-------- SOURCE DOCUMENT --------

We can start by getting a handle on our data with the following query:

 _index=sec_record_endpoint 
| length(commandLine) as command_line_length
| values(commandLine) by command_line_length
| sort by command_line_length desc

This query will search the normalized event index in the Sumo Logic Cloud SIEM platform and will display the length
of the command line, along with the command line value in descending order.

When prototyping your hunts, it is always nice to have a set of “malicious” data to test your hypothesis
against. This can mean running unit tests such as Atomic Red Team or knowing
when a penetration test or red team engagement took place so that you can ensure this date range is included in your
query.

In our lab environment, a long command line was executed as a “control” and utilizing a sixty-minute time
window, our results look like this:

This is awesome, because we now know that a command line that is over eight-thousand characters in length
is at least a little bit suspicious in our particular environment.

As a next step, we can create a Cloud SIEM
Signal that looks something like this:

We can then go ahead and configure
a custom insight to include this signal:

Hypothesis One Long command lines are malicious

The reason that custom insights are so powerful for threat hunting hypothesis testing is that they include
a comments and tag section and can be assigned to different members of the team.

Going back to our original search, once we broaden out the time frame of the query, we discover that our
hypothesis could be more solid.

Navigating back to the custom insight we looked at earlier, we can go ahead and add a comment, letting our
hunt team members know that this particular hunt needs some tweaking prior to becoming operationalized.

We can also go ahead and add relevant MITRE tags and assign the work to a particular user.

Now we have a centralized place to document our hunting efforts and track work progress, very cool!

Hypothesis two: Special characters in the command line are suspicious

Using tools like Daniel Bohannon’s Invoke-DOSFuscation we can test threat hunting
hypotheses that look at obfuscated characters in the command line.

For example, let’s say we wanted to obfuscate the “whoami” command in order to evade basic detections based
on this command line value.

Via Invoke-DOSFuscation, the command now looks something like this:

There are probably several ways that we can look for this activity, including a count of obfuscated
characters or even command line length like we covered.

Looking at another approach, we can also use qualifiers within our query to look for specific characters
which are usually not found in our command lines and flag only when all these conditions are met.

In query form, this looks like this:

_index=sec_record_endpoint AND metadata_vendor = "Microsoft"
| if(commandLine matches /(^)/,1,0) as carrot_match // match on a ^ character
| if(commandLine matches /(&)/,1,0) as concat_match // match on & character 
| if(commandLine matches /(%)/,1,0) as percent_match // match on % character
| where carrot_match = "1" and concat_match = "1" and percent_match = "1" // only return results if all three match
| fields carrot_match,concat_match,percent_match,commandLine

And our results:

We can also broaden our search out a little by looking at additional obfuscation characters and setting a threshold
for our match, something similar to:

_index=sec_record_endpoint AND metadata_vendor = "Microsoft"

--------

• **EXERCISE TASKS**
1. According to the threat-hunting article, how long must a command line be to count as at least a little suspicious in the lab environment?
2. Update the passage of the threat-hunting article that begins at the words "Looking at another" and stops after "conditions are met.", changing "qualifiers" to "filters".
The listing that comes next is separate material, unrelated to the threat-hunting article.

-------- DATASET ENTRIES --------

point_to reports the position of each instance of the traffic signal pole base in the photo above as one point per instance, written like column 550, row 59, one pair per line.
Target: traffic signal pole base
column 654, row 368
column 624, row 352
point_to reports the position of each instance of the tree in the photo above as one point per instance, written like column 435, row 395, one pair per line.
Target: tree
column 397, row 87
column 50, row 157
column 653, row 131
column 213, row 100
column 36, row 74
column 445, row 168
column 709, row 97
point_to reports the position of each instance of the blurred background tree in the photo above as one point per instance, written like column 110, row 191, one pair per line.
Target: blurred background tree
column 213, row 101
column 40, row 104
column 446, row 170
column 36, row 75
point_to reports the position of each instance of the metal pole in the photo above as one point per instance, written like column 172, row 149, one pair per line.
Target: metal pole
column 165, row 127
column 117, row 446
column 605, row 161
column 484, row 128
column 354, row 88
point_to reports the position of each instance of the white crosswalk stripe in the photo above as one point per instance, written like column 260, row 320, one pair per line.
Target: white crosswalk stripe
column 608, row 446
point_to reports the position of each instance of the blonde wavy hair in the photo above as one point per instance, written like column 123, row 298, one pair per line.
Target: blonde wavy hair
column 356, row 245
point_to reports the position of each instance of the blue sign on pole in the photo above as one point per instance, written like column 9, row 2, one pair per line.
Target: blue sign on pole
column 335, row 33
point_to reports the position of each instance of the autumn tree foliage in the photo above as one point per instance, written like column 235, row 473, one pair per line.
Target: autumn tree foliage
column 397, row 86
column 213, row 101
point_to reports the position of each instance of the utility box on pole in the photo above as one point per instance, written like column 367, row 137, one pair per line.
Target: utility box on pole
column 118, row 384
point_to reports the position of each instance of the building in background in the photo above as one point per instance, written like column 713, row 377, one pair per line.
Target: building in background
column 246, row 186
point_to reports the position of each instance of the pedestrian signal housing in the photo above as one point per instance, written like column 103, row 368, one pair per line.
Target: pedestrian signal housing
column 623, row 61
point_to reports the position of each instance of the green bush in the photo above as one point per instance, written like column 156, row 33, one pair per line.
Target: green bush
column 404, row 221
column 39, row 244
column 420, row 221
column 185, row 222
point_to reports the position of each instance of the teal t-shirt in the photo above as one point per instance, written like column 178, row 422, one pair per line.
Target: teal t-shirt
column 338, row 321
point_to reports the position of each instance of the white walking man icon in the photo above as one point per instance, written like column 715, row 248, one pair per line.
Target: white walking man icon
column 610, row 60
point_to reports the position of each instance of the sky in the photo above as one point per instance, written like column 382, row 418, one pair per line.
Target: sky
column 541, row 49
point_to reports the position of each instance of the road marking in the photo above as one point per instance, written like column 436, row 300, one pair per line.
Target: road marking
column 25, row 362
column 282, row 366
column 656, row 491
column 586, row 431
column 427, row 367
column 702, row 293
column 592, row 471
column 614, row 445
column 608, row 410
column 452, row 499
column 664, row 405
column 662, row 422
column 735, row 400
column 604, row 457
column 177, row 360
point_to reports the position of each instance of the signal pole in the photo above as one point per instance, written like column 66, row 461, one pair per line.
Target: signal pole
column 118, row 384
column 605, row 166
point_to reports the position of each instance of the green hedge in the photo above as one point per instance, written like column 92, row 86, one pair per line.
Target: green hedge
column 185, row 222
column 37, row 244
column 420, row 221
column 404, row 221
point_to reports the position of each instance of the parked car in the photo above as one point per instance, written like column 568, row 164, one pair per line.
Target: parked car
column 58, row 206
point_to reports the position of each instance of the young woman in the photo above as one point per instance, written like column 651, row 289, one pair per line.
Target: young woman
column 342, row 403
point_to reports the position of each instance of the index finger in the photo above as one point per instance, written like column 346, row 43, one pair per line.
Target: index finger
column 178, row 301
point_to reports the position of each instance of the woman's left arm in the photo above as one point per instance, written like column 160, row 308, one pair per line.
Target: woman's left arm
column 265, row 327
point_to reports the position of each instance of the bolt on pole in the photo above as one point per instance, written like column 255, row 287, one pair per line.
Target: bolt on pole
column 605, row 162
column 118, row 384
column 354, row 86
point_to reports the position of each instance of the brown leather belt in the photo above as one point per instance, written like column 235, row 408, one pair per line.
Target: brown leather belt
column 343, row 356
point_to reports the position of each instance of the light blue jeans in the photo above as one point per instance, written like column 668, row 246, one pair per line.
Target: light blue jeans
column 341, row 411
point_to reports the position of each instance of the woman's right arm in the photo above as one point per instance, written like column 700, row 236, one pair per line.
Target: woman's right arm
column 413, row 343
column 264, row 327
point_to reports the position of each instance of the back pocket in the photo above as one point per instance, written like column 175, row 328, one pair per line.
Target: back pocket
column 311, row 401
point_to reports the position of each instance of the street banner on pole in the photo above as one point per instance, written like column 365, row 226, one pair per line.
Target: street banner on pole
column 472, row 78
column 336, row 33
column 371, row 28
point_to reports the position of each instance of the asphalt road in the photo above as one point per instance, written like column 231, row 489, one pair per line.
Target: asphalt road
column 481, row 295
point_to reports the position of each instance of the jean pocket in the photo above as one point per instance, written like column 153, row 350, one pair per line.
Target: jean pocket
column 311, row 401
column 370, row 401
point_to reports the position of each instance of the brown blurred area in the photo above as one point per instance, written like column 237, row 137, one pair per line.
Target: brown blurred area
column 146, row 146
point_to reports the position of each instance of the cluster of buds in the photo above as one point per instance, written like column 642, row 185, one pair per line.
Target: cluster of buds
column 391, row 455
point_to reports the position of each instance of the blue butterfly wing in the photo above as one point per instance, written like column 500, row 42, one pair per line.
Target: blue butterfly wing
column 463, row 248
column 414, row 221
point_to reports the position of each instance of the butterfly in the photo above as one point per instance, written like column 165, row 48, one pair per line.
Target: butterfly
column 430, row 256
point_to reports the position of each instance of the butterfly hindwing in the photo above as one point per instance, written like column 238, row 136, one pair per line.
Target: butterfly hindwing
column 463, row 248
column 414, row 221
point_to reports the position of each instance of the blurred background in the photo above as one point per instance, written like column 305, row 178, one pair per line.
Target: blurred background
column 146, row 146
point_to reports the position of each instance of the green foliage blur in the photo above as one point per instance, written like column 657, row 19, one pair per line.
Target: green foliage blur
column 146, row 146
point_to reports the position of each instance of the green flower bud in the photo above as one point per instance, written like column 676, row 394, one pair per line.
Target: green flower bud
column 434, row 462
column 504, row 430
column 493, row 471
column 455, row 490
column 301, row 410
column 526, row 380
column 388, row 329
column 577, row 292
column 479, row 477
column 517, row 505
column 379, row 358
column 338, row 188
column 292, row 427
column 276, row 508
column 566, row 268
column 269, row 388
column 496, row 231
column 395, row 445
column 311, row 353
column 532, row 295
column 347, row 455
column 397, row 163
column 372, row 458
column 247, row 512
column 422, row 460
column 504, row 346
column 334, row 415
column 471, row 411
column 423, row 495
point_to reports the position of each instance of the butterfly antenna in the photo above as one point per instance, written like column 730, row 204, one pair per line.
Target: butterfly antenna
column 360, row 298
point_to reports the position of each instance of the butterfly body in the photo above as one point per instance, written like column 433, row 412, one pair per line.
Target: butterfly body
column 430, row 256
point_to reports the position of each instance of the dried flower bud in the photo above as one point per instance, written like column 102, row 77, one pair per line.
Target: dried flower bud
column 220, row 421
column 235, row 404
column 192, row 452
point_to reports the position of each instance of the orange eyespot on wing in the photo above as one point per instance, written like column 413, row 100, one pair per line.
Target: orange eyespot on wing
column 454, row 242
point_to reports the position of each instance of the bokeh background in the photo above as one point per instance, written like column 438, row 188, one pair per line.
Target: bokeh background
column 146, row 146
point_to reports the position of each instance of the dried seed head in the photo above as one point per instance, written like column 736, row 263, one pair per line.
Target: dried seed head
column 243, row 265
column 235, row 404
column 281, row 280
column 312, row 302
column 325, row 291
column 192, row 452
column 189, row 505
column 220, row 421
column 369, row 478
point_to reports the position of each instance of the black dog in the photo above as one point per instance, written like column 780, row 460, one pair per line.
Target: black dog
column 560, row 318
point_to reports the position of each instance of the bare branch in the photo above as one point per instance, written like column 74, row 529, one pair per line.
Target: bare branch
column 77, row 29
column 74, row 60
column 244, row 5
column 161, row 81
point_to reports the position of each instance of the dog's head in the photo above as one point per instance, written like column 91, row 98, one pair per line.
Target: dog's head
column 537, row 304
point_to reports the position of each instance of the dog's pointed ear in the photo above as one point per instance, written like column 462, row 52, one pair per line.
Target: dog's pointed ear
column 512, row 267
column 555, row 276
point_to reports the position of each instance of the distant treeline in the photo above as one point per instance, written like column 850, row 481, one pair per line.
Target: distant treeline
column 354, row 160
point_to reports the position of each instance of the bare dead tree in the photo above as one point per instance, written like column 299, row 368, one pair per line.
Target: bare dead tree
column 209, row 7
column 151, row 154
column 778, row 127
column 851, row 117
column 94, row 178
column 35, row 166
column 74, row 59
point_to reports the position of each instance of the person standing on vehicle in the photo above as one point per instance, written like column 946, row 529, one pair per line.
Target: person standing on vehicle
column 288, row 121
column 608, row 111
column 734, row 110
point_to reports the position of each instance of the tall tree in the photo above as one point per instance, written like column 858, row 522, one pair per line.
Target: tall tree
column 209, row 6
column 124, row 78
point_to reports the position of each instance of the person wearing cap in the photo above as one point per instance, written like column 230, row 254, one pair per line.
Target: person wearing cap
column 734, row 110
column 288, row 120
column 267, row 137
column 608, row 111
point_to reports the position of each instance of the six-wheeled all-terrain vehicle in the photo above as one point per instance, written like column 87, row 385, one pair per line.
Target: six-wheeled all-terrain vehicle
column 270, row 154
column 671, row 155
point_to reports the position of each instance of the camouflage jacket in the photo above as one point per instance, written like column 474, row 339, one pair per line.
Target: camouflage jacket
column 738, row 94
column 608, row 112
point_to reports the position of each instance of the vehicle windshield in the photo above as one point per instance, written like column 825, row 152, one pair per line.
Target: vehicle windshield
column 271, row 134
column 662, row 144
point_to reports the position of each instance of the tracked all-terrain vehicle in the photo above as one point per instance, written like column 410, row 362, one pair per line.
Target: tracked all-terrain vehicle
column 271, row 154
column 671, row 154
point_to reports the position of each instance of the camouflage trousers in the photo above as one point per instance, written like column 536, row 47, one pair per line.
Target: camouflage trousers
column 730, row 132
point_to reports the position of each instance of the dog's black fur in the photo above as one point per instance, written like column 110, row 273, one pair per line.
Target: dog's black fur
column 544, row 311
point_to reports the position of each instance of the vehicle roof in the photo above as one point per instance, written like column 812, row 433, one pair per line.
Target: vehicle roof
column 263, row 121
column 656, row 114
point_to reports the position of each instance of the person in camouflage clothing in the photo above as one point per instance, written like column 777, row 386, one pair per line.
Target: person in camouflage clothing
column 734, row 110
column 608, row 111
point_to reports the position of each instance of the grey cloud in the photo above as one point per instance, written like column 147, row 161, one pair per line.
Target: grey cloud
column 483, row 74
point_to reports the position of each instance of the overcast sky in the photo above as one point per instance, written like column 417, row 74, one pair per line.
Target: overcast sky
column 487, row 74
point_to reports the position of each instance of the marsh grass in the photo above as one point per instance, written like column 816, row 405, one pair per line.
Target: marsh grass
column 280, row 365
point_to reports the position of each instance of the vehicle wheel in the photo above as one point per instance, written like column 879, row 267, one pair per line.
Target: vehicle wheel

--------

• **WRITTEN ANSWERS**
1. Over eight-thousand characters in length.

2.
Looking at another approach, we can also use filters within our query to look for specific characters
which are usually not found in our command lines and flag only when all these conditions are met.